* BEGIN Provided data *
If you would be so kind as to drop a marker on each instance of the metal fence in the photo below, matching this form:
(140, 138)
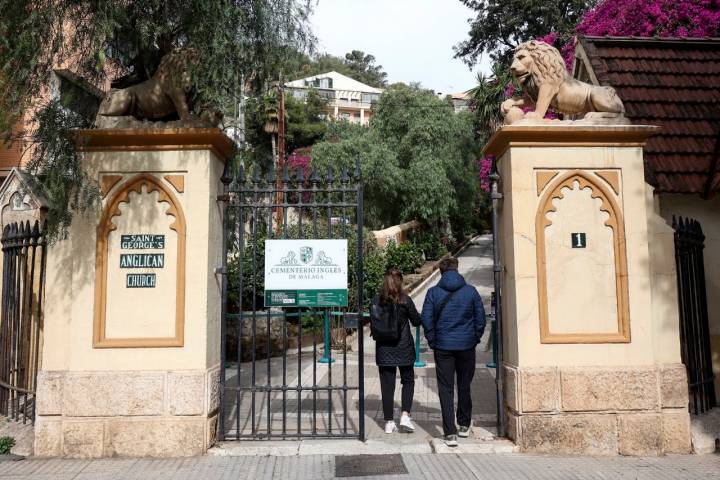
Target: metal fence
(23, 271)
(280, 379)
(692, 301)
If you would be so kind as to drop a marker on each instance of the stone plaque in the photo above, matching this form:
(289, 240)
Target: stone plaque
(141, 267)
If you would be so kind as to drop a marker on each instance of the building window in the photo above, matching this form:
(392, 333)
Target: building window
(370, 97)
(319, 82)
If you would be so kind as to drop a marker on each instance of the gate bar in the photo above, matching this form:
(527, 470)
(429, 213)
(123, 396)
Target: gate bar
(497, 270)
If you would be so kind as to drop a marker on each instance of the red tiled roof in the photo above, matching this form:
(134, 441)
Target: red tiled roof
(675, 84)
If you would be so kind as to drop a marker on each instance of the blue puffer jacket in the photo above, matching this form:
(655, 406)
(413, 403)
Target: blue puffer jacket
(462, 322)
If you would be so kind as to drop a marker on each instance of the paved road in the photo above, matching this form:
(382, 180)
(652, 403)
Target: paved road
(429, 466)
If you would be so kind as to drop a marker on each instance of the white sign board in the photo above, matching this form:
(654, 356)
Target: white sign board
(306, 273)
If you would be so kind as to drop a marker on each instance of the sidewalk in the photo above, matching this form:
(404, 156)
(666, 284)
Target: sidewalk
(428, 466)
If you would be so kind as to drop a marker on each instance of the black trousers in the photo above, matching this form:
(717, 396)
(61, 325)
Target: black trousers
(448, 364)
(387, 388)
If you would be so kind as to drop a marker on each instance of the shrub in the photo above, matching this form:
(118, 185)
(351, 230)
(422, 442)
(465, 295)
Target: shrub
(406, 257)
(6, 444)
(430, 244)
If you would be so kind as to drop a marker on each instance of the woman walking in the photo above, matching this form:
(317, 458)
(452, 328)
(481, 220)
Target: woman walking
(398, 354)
* END Provided data *
* BEGIN Provided data *
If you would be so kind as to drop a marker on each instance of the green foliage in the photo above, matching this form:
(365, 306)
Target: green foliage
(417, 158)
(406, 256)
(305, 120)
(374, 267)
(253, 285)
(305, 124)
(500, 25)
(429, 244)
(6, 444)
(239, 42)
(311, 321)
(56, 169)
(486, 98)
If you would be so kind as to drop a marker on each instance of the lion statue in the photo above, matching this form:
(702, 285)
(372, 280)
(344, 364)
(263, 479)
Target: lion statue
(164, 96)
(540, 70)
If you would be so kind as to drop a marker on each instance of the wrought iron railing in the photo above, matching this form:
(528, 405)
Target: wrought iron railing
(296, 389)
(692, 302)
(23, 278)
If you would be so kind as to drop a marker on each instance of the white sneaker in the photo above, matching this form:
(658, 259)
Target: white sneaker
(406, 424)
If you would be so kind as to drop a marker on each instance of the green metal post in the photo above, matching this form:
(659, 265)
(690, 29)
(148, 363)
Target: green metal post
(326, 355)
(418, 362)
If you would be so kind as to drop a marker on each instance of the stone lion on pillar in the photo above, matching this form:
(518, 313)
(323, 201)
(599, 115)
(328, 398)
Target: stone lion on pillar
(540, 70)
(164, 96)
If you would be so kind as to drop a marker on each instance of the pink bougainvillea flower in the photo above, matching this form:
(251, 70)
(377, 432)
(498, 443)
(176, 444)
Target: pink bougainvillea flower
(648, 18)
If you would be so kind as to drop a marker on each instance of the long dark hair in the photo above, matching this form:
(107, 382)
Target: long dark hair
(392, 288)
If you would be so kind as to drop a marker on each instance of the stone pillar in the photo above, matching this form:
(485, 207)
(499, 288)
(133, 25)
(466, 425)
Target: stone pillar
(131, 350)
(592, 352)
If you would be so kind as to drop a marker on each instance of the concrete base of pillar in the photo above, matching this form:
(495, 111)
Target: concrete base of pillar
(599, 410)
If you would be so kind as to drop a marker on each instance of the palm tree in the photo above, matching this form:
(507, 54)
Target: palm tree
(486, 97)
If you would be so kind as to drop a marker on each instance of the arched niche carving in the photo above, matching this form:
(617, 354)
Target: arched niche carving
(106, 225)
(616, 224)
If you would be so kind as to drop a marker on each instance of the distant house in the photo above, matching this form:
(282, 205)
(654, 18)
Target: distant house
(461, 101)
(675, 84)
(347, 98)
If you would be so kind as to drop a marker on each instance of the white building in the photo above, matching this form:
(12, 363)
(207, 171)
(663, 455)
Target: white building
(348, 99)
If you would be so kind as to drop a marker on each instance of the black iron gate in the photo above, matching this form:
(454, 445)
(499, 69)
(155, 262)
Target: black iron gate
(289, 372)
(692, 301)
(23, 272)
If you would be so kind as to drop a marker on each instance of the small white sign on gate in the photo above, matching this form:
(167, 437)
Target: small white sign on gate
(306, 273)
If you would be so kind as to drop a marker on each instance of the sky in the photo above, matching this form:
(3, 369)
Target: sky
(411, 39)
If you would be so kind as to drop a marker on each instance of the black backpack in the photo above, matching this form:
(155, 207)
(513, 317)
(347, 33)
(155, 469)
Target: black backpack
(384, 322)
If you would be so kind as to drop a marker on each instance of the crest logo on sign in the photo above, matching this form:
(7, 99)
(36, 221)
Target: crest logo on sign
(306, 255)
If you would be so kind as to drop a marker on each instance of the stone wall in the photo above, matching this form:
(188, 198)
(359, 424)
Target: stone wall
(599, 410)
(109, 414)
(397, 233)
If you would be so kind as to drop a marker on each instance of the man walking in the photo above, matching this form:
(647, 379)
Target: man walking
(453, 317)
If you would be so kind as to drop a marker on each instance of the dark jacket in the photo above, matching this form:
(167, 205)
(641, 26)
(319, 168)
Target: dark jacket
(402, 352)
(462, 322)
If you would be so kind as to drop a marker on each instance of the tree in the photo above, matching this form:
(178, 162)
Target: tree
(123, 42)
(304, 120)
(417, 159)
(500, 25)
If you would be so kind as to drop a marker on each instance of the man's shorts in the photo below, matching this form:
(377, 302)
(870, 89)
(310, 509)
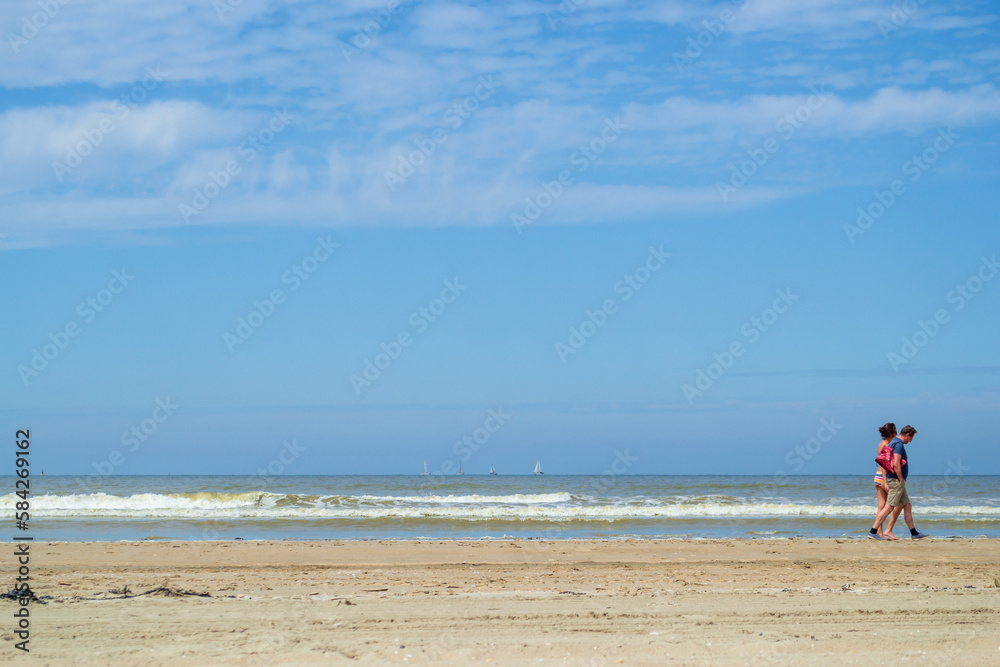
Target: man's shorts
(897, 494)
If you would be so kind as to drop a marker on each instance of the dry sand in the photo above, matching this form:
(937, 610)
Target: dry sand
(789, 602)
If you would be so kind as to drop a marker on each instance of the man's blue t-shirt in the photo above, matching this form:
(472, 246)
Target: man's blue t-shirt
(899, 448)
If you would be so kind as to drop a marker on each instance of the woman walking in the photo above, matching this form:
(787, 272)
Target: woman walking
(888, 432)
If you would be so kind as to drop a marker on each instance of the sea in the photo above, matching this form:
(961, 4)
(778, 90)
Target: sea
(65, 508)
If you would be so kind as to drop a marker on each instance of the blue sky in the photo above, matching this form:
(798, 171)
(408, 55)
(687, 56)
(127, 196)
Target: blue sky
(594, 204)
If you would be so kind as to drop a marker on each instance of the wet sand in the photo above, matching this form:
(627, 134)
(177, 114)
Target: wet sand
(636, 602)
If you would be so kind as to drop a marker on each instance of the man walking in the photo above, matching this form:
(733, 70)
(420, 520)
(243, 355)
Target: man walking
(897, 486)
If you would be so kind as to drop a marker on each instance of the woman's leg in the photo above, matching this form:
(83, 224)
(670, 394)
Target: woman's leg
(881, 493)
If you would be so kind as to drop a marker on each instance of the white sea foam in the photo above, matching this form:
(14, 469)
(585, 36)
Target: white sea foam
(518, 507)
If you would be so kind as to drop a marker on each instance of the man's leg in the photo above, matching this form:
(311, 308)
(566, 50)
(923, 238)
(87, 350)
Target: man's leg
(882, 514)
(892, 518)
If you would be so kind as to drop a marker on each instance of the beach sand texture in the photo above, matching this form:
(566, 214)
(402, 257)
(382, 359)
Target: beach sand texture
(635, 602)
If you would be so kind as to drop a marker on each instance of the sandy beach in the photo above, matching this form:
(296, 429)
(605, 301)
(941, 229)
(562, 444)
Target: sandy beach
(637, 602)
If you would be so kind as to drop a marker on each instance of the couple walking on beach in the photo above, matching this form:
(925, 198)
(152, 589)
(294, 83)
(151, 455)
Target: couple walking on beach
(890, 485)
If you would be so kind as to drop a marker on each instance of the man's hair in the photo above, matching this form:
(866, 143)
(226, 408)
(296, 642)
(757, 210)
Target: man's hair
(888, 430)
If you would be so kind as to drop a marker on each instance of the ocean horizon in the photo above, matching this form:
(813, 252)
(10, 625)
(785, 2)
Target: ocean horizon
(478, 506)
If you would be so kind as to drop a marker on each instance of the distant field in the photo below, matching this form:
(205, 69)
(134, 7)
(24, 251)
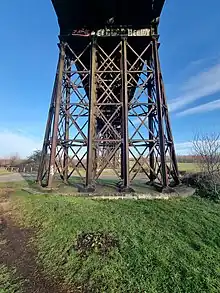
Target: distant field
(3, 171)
* END Provided data *
* BEGIN Provided data *
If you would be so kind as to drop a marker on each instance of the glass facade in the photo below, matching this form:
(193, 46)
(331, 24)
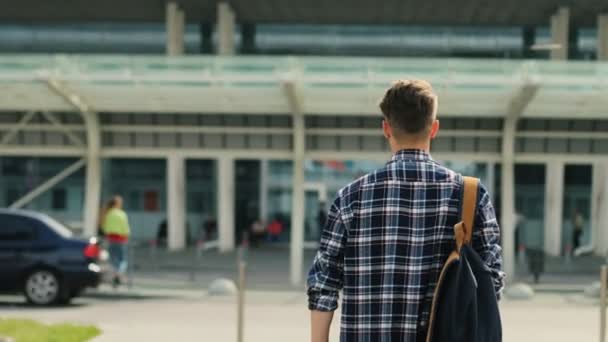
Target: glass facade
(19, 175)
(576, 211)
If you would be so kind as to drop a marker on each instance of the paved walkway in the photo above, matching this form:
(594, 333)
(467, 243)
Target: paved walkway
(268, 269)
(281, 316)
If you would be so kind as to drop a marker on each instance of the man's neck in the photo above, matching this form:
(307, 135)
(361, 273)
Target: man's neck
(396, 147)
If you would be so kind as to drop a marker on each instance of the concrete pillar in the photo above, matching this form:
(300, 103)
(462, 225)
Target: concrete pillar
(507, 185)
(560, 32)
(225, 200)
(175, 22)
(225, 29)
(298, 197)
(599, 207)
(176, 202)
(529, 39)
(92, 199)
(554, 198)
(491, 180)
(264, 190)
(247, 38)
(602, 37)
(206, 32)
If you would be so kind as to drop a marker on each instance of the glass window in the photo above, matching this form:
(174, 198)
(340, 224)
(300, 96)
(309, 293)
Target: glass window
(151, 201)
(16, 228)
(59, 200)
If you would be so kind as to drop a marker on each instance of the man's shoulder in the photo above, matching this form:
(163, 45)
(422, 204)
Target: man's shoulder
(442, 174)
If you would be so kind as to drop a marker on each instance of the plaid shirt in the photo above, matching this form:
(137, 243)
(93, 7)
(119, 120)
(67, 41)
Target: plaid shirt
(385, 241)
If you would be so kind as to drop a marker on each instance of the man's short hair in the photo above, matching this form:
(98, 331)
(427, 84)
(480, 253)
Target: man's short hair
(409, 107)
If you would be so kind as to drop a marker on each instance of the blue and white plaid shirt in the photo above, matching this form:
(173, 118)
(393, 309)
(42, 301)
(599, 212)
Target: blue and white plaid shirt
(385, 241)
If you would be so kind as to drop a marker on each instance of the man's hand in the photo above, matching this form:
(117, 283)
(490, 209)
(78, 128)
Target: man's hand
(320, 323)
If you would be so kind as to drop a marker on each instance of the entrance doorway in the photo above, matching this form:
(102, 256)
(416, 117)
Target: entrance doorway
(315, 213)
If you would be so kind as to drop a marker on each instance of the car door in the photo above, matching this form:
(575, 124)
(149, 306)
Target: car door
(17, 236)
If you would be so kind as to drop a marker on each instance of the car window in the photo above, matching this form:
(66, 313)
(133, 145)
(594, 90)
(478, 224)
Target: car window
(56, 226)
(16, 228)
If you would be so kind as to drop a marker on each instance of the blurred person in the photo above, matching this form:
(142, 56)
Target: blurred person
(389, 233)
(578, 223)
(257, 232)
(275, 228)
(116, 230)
* END Provided data *
# [Job]
Give the number of lines in the records above that contain the string "wall", with case counting, and reply with that number only.

# [Solution to the exercise]
2